** WORK TO COMPLETE **
1) In the passage on white Christian Nationalism below, do each of the following statements agree with the text? Answer yes or no for (a), (b) and (c), and quote the deciding words of the text for each. (a) The chief justice's concurring opinion ran to 22 pages. (b) The incidents listed at the start took place over roughly a year. (c) The Alabama Supreme Court issued its opinion in March.
2) Render this sentence from the passage on white Christian Nationalism into Spanish: "They may seem unrelated, but all serve as potent examples of how white Christian Nationalism is ascendant in the U.S."
3) Resume the passage on white Christian Nationalism, writing on from its last sentence.

** SELECTED PASSAGE **
** Start **

A judge citing the Bible and referring to God dozens of times in a court decision that limits reproductive health care. A nonbinary teenager dead after months of bullying in a state where public officials are advancing anti-LGBTQ+ policies. Public school boards agreeing to hire religious chaplains in place of mental health counsellors. A nationally televised prayer service sponsored by members of Congress, attended by the President of the United States, and held in the seat of American government. 

All these incidents happened recently and within the space of about a month in different locations across the United States. They may seem unrelated, but all serve as potent examples of how white Christian Nationalism is ascendant in the U.S.

White Christian Nationalism is a political ideology and cultural framework rooted in the dangerous belief that America is—and must remain—a Christian nation founded for its white Christian inhabitants, and that our laws and policies must codify that privilege. Christian Nationalists deny the separation of church and state promised by the U.S. Constitution. They oppose equality for Black and Brown people, women, LGBTQ+ people, religious minorities, and the nonreligious because their goal is to retain traditional power structures and turn back America’s steady progress toward her goal of equality. Through a well-funded shadow network of organizations, allied politicians and judges, and other political power brokers, Christian Nationalists are marshalling the power of the state to impose their beliefs on all Americans.

Take reproductive freedom. In February, the Alabama Supreme Court issued a theology-infused opinion that human life begins at conception and therefore frozen embryos harvested for in vitro fertilization should have the same legal rights as living, breathing children. The court’s chief justice went a step further by writing a 22-page concurring opinion in which he cited the Bible five times and mentioned God or “the creator” nearly 50 times.

** End **

** LISTED RECORDS **
** Start **

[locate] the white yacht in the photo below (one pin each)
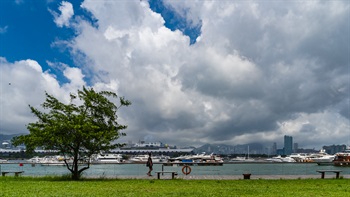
(106, 158)
(139, 159)
(281, 159)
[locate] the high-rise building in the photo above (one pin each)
(274, 149)
(288, 145)
(296, 147)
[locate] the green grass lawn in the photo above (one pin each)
(56, 186)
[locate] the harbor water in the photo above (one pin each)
(227, 169)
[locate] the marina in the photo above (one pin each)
(139, 170)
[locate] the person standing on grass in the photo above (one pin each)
(149, 164)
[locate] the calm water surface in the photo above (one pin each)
(115, 170)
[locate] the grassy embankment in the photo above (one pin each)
(56, 186)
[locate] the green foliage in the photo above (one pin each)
(48, 186)
(85, 126)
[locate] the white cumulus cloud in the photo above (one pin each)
(63, 18)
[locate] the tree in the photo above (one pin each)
(76, 130)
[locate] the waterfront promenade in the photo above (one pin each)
(229, 177)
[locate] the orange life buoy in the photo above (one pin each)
(186, 170)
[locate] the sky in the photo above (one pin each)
(196, 72)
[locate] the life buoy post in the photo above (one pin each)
(186, 170)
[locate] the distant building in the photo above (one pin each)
(274, 149)
(288, 145)
(334, 149)
(295, 147)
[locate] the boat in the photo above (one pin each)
(198, 159)
(243, 159)
(35, 160)
(139, 159)
(342, 158)
(103, 158)
(280, 159)
(324, 160)
(56, 160)
(144, 158)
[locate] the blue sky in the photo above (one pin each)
(29, 29)
(197, 72)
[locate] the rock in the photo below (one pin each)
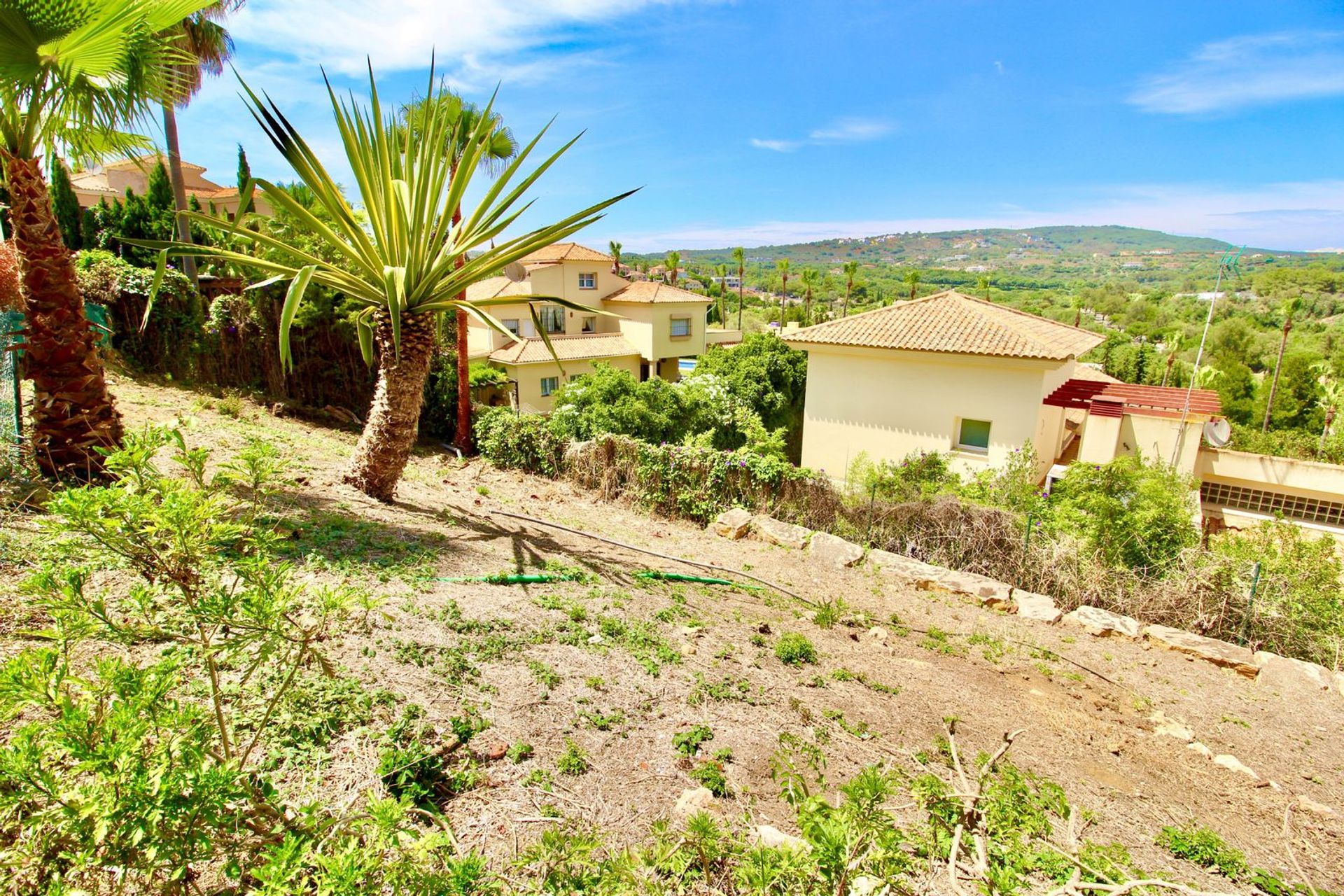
(987, 593)
(776, 839)
(1217, 652)
(834, 551)
(732, 524)
(1291, 676)
(1312, 806)
(1104, 624)
(1037, 606)
(1170, 727)
(924, 575)
(783, 533)
(1233, 763)
(694, 801)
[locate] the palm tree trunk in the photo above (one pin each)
(1278, 365)
(394, 415)
(179, 190)
(73, 412)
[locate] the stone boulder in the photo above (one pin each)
(1104, 624)
(732, 524)
(1038, 608)
(1291, 676)
(923, 575)
(776, 839)
(834, 551)
(1221, 653)
(986, 592)
(694, 801)
(787, 535)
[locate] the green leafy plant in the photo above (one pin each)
(794, 649)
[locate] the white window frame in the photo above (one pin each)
(974, 449)
(553, 315)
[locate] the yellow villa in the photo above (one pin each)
(113, 179)
(956, 374)
(647, 330)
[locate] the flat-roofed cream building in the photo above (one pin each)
(648, 326)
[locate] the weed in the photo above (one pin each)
(689, 742)
(573, 761)
(1203, 846)
(794, 649)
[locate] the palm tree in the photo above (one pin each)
(71, 83)
(500, 147)
(1174, 342)
(739, 255)
(402, 258)
(209, 45)
(850, 267)
(809, 277)
(1288, 308)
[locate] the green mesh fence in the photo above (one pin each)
(11, 396)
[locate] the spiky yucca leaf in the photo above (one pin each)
(401, 258)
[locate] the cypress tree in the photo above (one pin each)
(244, 176)
(65, 204)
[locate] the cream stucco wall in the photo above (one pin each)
(648, 327)
(889, 403)
(530, 378)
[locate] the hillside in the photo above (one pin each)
(987, 246)
(601, 680)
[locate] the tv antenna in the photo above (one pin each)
(1226, 265)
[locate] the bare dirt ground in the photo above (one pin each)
(1091, 735)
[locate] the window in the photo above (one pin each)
(974, 435)
(553, 318)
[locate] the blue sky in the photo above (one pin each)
(752, 122)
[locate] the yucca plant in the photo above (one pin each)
(74, 77)
(406, 264)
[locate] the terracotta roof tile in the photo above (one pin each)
(654, 292)
(568, 348)
(566, 253)
(953, 323)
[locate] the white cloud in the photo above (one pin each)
(851, 131)
(475, 39)
(1287, 216)
(776, 146)
(1252, 70)
(841, 131)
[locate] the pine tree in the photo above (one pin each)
(65, 204)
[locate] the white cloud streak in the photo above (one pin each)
(1287, 216)
(1253, 70)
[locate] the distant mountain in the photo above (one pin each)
(990, 246)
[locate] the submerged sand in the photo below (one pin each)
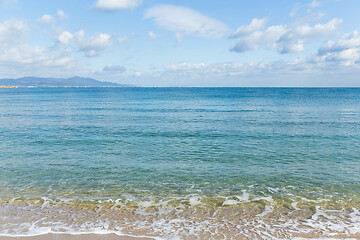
(75, 237)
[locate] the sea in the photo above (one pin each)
(181, 163)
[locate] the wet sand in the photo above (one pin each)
(75, 237)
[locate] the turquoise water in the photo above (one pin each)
(176, 143)
(107, 142)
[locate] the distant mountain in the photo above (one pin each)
(57, 82)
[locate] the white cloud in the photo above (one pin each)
(61, 14)
(126, 38)
(12, 32)
(16, 53)
(110, 71)
(346, 51)
(49, 19)
(46, 19)
(95, 45)
(65, 38)
(286, 38)
(255, 25)
(185, 21)
(91, 47)
(293, 40)
(314, 4)
(9, 4)
(153, 35)
(258, 38)
(112, 5)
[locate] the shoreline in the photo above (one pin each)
(68, 236)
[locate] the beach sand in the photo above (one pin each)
(75, 237)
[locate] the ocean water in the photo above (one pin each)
(181, 163)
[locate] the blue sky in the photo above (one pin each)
(184, 43)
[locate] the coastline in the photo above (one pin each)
(66, 236)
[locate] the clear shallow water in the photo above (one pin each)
(204, 147)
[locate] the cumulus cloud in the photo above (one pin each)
(153, 35)
(61, 14)
(293, 40)
(96, 44)
(49, 19)
(111, 71)
(112, 5)
(16, 53)
(12, 32)
(9, 4)
(258, 38)
(46, 19)
(255, 25)
(314, 4)
(346, 51)
(286, 38)
(91, 47)
(126, 38)
(185, 21)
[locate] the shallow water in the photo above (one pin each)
(240, 162)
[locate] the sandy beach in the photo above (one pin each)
(75, 237)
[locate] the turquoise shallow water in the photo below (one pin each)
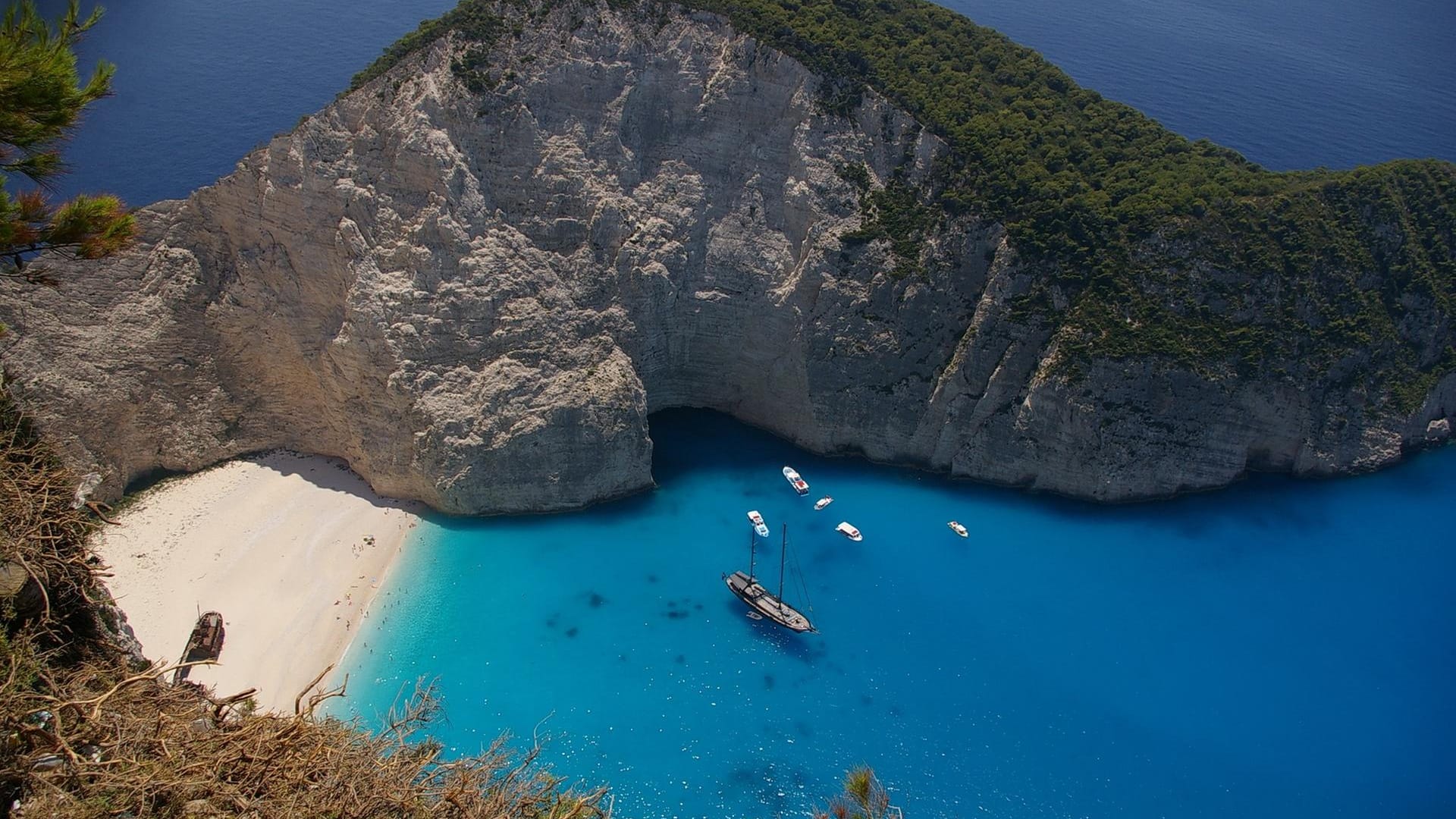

** End **

** EXPECTED OUTPUTS **
1)
(a) Yes: "writing a 22-page concurring opinion"
(b) No: "within the space of about a month"
(c) No: "In February, the Alabama Supreme Court issued a theology-infused opinion"

2) Pueden parecer no relacionados, pero todos sirven como ejemplos contundentes de cómo el nacionalismo cristiano blanco está en ascenso en los EE. UU.

3)
It was far from the first time that public officials have cited religion to justify the restriction of reproductive rights. In Missouri, legislators repeatedly voiced their religious beliefs when they passed the state’s current abortion ban; they even wrote religion into the law itself, proclaiming, ‘Almighty God is the author of life.’ My organization, Americans United for Separation of Church and State, along with the National Women’s Law Center, is in court on behalf of 14 clergy from seven different faith denominations challenging Missouri’s ban, which went into effect when the U.S. Supreme Court’s ultra-conservative bloc abolished the nationwide right to abortion in 2022. During the oral argument before the Supreme Court in that case, Justice Sonia Sotomayor called out Mississippi lawmakers’ religious impetus for banning abortion: ‘How is your interest anything but a religious view?’

Christian Nationalism is also behind much of the vile persecution of LGBTQ+ people. Americans United and its allies have demanded the ouster of a religious extremist state politician who is pushing his anti-LGBTQ+, Christian Nationalist policies to the extreme. Ryan Walters, the superintendent of public instruction for Oklahoma, is on a crusade to infuse religion into the state’s public schools, from personally praying to a classroom of elementary school students to writing a suggested prayer for all of the state’s schools to supporting the creation of what would be the nation’s first religious public school (Americans United is also challenging that school in court).

Christian Nationalists are on a crusade to impose their religious beliefs on public school students even as they continue to divert ever more public funding to private religious schools.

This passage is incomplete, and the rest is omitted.